Charge: Miguel Paiva/247 |
Um senador ou um deputado pode impunemente louvar a morte? Pode exaltar assassinos e tripudiar sobre as vítimas? Na teoria, não. Na prática, sim. Na letra fria da lei, não. Na complacência do Congresso e dos congressistas, certamente sim.
É o que se confirma na Câmara dos Deputados de Arthur Lira e no Senado de Rodrigo Pacheco. Prova disso estamos tendo agora, quando a máquina de matar instalada na Polícia Militar paulista executa uma pessoa a cada dez horas, produção cadavérica que dobra aquela de 2022.
Alguns congressistas, entre eles um senador, aplaudiram a carnificina patrocinada pela PM do capitão Guilherme Derrite e do seu chefe Tarcísio de Freitas, os donos do açougue que abate e oferece, sobretudo, carne preta.
A maioria deles frequenta a mesma e óbvia sigla, cuja graça vira um paradoxo se confrontada com o procedimento corriqueiro da legenda: Partido Liberal. O único fora do PL também lida com uma contradição: seu partido é "social" e "democrático". Imagine se não fosse...
É o mais saliente da trinca e atende pelo codinome Sargento Fahur. Vamos a ele:
- (...) Eu não fiquei chocado de um policial jogar um cabra de uma ponte. Por quê? Porque o cara chega numa conclusão de que não vai adiantar merda nenhuma levar aquele cara para a delegacia.

┄┄┄┄┄┄

◆ **As tarefas**
1 - Segundo o texto, com que frequência a Polícia Militar paulista executa uma pessoa?
2 - Reúna todas as linhas das entradas em que aparece a palavra "seating".

┄┄┄┄┄┄

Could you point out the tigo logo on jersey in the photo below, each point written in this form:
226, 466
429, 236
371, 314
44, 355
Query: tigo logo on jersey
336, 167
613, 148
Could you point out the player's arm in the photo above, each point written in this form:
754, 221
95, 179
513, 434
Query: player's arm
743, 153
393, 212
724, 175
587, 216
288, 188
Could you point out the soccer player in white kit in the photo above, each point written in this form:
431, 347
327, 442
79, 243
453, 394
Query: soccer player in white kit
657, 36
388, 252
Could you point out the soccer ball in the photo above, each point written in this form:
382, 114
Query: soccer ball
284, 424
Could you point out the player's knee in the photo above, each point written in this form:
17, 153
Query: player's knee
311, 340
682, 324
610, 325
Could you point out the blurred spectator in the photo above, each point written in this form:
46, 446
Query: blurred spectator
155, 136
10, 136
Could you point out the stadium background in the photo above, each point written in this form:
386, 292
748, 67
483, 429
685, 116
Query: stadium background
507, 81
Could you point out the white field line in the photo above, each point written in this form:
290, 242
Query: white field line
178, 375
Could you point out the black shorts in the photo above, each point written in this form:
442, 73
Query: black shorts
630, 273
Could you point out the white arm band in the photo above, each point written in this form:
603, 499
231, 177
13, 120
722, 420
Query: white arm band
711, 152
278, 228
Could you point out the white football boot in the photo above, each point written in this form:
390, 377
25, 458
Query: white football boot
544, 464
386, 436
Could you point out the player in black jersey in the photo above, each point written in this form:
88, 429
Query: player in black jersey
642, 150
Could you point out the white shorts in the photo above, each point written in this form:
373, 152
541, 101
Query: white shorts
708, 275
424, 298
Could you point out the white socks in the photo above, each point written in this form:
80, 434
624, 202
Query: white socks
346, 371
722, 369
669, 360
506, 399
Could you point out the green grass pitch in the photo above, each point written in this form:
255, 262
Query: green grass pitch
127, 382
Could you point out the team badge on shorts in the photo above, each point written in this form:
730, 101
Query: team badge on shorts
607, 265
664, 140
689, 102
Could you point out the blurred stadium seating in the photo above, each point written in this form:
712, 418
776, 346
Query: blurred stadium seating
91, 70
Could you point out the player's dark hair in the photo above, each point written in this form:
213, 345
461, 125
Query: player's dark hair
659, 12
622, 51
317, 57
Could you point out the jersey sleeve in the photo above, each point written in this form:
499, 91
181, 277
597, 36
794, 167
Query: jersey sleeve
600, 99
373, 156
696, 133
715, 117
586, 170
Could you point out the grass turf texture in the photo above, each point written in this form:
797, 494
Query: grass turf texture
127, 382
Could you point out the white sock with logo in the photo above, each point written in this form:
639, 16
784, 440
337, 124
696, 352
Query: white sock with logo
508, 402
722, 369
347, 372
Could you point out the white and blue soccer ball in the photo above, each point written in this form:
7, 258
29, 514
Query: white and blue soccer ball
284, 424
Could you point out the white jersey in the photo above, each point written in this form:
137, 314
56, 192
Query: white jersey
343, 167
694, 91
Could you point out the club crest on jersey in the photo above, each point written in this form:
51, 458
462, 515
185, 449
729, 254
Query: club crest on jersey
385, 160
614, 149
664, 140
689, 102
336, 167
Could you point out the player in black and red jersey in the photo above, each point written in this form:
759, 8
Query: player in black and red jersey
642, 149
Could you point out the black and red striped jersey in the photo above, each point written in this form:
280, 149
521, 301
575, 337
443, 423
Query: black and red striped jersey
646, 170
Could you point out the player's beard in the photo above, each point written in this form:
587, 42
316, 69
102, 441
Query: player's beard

┄┄┄┄┄┄

◆ **Soluções por tarefa**
1 - Uma pessoa a cada dez horas.

2 -
Could you point out the blurred stadium seating in the photo above, each point written in this form:
Query: blurred stadium seating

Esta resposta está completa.